[DATASET RECORDS]

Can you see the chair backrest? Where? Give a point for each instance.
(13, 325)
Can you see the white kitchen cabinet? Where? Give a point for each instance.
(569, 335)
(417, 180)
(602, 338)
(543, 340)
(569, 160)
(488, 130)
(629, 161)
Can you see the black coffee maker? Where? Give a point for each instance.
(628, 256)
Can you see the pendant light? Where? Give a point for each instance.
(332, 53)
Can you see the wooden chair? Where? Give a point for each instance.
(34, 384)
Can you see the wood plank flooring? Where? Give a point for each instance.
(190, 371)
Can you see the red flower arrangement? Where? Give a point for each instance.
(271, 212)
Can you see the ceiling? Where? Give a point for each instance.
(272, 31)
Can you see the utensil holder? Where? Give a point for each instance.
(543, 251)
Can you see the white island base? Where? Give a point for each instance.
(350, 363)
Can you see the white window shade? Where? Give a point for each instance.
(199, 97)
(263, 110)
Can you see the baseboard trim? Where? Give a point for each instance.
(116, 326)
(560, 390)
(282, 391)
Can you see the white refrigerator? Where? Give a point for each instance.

[/DATASET RECORDS]

Write out the lines above exactly, but only from the one containing "Can you see the wooden" through the last one.

Can you see the wooden chair? Where? Give a point for each instance.
(34, 384)
Can you see the wood plank flooring? Where? Give a point for each instance.
(190, 371)
Can you see the red flower arrangement? Where? Give a point for each instance.
(271, 212)
Can you see the ceiling? Where? Give a point for each instance.
(272, 31)
Can you see the utensil holder? Where? Give a point for each instance.
(543, 251)
Can you see the white island base? Where? Give a point for each instance.
(350, 363)
Can you see the white window shade? Where? Give a point for each instance.
(199, 97)
(263, 110)
Can you see the baseboard trim? Where? Give a point for each instance.
(116, 326)
(560, 390)
(282, 391)
Can you see the white refrigerator? Where? Give a point for each instance.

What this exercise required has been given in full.